* ENTRIES SUPPLIED *
□ □ □
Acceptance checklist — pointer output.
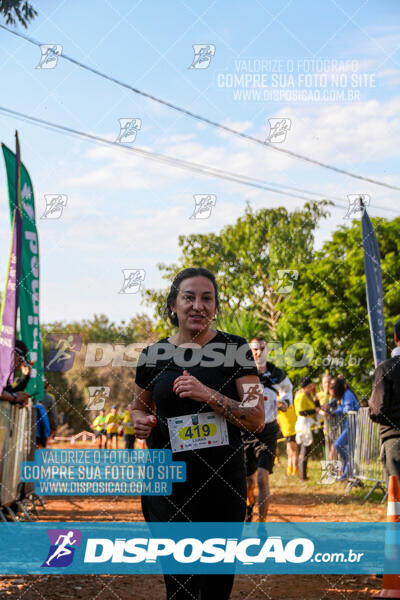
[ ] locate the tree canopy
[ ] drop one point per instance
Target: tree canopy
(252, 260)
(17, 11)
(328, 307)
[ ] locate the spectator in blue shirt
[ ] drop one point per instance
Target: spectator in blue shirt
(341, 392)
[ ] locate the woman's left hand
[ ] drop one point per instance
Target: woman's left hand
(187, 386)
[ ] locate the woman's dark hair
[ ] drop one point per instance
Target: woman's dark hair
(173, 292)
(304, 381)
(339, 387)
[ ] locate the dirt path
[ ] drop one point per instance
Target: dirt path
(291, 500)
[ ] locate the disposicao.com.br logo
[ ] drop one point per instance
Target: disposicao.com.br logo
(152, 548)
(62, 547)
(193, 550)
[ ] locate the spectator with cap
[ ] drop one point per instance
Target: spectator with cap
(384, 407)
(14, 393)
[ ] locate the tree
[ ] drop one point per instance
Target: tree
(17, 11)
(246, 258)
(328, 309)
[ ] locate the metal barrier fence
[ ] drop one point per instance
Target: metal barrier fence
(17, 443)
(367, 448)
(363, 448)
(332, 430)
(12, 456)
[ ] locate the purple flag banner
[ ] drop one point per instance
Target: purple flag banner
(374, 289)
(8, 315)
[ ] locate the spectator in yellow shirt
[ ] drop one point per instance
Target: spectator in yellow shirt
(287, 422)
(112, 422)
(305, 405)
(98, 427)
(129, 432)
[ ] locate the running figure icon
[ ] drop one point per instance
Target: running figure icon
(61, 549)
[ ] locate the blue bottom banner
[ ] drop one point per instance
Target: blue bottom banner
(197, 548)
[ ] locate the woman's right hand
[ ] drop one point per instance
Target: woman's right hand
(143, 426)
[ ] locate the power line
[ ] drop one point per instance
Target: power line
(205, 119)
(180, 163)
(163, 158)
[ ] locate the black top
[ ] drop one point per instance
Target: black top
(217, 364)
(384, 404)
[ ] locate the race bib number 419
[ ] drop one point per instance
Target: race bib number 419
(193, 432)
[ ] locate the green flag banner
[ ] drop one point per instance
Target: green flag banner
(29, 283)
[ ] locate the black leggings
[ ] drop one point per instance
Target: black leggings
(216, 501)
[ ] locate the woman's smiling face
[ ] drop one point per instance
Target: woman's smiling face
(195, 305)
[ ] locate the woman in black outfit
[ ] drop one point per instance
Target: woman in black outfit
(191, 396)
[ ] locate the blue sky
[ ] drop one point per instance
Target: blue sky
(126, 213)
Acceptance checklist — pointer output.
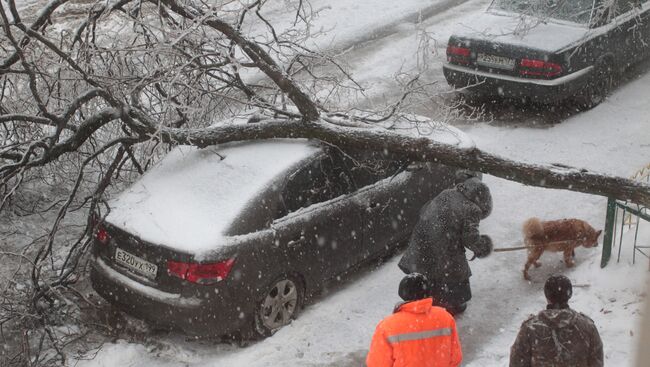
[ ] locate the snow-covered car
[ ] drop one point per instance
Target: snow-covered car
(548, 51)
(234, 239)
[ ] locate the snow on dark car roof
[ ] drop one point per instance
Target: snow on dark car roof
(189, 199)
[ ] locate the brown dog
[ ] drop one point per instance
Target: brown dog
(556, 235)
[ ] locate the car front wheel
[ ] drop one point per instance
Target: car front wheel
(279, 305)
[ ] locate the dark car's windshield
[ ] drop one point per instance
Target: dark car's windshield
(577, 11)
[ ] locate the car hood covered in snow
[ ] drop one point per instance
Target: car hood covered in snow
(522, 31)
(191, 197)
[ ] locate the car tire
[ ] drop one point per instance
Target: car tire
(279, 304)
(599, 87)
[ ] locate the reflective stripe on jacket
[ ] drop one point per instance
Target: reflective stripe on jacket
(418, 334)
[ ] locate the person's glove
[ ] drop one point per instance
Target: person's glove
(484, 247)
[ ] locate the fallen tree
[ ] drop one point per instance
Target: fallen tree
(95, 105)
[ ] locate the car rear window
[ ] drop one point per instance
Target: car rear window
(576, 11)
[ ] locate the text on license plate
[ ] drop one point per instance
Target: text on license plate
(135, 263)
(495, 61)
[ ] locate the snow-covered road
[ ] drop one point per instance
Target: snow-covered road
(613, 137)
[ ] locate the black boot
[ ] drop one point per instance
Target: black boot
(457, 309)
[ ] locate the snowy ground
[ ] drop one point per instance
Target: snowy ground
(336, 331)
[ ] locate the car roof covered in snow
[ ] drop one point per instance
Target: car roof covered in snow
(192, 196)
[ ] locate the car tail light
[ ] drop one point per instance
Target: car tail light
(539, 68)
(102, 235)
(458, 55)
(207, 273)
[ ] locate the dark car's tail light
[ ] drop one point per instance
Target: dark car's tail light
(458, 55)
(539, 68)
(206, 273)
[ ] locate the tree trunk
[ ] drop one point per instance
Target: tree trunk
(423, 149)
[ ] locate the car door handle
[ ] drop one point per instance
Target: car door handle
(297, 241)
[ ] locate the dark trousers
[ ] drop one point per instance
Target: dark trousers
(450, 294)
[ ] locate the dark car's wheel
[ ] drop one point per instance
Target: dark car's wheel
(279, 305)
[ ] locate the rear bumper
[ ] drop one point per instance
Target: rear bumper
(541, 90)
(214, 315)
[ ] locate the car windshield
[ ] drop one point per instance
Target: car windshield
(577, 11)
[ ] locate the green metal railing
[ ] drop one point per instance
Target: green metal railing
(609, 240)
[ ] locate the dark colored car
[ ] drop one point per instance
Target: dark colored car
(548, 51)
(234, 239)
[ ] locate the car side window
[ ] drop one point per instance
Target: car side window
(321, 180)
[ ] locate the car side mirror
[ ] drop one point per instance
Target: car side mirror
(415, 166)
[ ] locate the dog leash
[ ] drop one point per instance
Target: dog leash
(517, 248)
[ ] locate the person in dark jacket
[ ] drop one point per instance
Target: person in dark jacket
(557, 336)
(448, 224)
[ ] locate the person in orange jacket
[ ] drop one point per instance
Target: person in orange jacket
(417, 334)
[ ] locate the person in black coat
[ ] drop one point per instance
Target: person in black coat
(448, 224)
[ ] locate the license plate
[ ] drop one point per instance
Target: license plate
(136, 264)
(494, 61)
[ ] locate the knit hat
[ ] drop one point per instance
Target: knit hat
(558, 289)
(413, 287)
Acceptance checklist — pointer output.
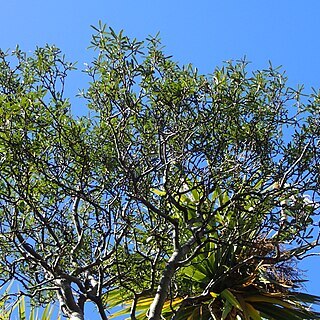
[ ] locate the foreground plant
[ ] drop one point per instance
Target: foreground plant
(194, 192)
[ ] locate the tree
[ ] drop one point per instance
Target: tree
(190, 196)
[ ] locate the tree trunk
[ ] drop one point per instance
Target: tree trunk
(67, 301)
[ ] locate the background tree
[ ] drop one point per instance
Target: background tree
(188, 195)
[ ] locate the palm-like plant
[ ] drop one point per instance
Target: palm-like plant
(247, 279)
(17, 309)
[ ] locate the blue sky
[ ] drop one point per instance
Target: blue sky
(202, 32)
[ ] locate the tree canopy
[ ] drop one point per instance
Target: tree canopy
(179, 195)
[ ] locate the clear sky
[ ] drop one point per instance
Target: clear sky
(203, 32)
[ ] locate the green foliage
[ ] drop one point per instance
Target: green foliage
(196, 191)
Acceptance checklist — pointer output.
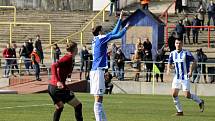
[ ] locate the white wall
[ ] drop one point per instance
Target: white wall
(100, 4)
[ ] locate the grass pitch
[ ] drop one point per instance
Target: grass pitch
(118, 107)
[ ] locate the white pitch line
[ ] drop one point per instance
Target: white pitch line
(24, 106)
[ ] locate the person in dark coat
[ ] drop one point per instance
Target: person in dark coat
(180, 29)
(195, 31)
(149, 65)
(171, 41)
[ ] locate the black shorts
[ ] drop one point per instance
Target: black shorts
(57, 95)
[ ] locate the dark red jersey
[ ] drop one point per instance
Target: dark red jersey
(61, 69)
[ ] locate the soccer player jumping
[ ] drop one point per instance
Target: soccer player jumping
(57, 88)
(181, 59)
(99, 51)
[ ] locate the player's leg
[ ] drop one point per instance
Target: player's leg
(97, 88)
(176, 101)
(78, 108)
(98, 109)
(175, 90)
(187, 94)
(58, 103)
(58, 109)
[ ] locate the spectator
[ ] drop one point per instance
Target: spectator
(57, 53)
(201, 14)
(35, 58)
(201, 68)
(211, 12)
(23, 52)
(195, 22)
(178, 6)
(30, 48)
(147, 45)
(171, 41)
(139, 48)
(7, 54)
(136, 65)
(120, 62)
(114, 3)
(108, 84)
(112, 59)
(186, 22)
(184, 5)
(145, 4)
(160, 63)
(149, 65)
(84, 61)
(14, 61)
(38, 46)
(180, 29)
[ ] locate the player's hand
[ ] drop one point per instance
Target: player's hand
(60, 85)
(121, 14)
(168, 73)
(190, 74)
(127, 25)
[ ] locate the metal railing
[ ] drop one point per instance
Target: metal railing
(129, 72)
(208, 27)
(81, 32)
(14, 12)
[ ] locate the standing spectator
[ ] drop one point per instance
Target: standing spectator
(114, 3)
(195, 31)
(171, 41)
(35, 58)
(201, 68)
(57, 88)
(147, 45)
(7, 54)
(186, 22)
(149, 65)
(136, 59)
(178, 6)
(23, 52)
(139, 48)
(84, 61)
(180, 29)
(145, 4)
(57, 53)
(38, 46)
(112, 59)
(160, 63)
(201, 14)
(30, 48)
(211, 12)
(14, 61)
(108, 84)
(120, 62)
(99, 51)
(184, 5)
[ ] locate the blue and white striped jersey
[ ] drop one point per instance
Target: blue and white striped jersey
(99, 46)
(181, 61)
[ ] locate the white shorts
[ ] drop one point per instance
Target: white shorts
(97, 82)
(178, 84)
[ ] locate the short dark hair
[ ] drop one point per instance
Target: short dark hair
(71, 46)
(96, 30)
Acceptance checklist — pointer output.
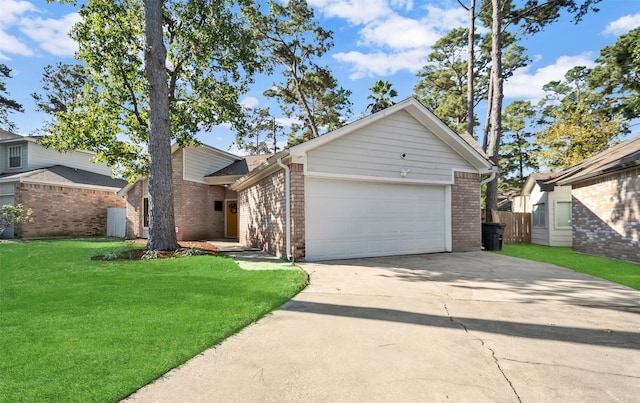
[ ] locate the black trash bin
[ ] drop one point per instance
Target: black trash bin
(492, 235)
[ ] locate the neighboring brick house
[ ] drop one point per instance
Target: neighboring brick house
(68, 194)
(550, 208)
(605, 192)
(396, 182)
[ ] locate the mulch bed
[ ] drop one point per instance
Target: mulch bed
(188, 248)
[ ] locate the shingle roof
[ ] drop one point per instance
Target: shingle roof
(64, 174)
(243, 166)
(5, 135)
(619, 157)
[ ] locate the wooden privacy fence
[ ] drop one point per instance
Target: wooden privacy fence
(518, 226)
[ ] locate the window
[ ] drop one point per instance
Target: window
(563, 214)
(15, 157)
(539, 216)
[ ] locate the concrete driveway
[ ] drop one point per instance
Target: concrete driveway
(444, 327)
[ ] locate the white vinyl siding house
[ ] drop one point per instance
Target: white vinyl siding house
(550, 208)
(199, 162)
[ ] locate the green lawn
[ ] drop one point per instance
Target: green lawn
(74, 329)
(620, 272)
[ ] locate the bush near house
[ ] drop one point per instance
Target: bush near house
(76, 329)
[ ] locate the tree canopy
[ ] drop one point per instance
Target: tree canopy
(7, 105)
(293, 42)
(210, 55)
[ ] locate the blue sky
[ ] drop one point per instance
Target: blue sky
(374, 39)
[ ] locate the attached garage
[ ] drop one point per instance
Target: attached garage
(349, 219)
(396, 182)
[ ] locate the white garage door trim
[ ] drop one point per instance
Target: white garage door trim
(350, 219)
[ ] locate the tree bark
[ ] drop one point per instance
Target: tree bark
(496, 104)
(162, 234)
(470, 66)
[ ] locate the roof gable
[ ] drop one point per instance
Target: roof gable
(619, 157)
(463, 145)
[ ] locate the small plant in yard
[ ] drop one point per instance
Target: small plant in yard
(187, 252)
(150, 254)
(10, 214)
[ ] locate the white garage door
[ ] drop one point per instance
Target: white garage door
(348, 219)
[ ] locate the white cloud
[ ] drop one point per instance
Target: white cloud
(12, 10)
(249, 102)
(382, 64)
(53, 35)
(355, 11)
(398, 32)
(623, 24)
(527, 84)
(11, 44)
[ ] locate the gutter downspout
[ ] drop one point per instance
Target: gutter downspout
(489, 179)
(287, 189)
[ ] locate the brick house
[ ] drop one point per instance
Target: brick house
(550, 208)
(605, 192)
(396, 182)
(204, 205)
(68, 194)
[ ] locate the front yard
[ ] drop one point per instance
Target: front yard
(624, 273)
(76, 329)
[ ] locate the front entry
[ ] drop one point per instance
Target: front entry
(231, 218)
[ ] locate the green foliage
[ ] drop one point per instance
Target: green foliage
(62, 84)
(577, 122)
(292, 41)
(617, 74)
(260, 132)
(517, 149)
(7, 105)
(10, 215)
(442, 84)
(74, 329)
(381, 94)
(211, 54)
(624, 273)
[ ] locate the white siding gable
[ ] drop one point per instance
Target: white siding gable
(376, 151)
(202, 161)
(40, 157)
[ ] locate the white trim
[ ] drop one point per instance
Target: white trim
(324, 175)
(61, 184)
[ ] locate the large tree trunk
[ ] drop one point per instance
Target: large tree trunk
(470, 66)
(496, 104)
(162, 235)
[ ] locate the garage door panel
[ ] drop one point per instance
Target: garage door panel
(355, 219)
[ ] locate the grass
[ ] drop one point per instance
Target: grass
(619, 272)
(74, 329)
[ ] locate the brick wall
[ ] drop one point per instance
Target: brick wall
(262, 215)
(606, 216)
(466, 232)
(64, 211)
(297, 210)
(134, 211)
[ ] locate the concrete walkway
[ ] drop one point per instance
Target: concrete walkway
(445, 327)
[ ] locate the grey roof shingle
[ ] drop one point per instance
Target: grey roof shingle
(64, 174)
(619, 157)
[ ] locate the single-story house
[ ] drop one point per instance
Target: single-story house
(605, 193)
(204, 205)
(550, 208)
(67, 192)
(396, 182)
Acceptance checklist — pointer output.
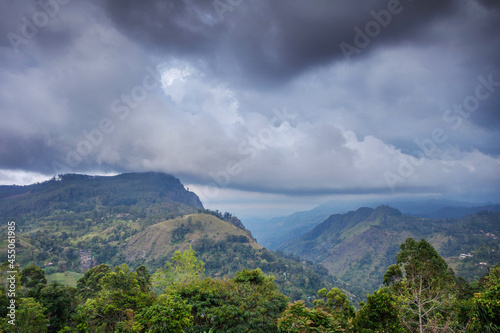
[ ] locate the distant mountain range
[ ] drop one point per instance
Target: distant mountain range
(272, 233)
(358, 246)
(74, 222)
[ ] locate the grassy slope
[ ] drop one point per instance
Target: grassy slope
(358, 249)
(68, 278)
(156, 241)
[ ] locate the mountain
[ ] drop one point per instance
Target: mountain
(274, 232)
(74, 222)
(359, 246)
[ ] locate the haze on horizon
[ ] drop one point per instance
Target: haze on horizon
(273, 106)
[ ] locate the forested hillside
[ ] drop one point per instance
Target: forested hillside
□ □ □
* WHAT THE TASK ASKS *
From the records above, transcribe without alteration every line from the one with "Target: person's glove" to the one with "[ ] locate the green metal railing", inclusive.

* RESULT *
Target: person's glove
(484, 247)
[ ] locate the fallen tree
[ ] drop one point per instance
Target: fallen tree
(95, 105)
[ ] locate the car rear window
[ ] drop one point per instance
Target: car rear window
(576, 11)
[ ] locate the text on license plate
[ ] drop one point per instance
Target: text on license plate
(135, 263)
(495, 61)
[ ] locate the snow-covered road
[ ] drop one point per instance
Target: snow-covered road
(613, 137)
[ ] locate the black boot
[ ] drop one point per instance
Target: black boot
(457, 309)
[ ] locate the snowy ground
[ ] drop one point per instance
Target: snowy ground
(336, 331)
[ ] locate the car roof covered in snow
[ ] drop one point per instance
Target: car roof covered in snow
(192, 196)
[ ] locate the car tail light
[ ] drop one point per instance
Target: car tail light
(539, 68)
(102, 235)
(458, 55)
(207, 273)
[ ] locate the dark car's tail light
[ ] drop one point per instance
Target: dark car's tail light
(458, 55)
(539, 68)
(206, 273)
[ ] locate the tree trunk
[ ] drop one point per instance
Target: tree trunk
(423, 149)
[ ] locate the car door handle
[ ] drop one point per instance
Target: car door handle
(297, 241)
[ ] locate the dark trousers
[ ] drop one point per instance
Target: dark trousers
(450, 294)
[ ] locate the dark car's wheel
[ ] drop one point per instance
Target: dark car's wheel
(279, 305)
[ ] locate the rear bumper
[ ] drop one point per instance
Target: rear bumper
(541, 90)
(214, 315)
[ ] locate the car windshield
[ ] drop one point per instance
Target: car windshield
(577, 11)
[ ] locate the green metal railing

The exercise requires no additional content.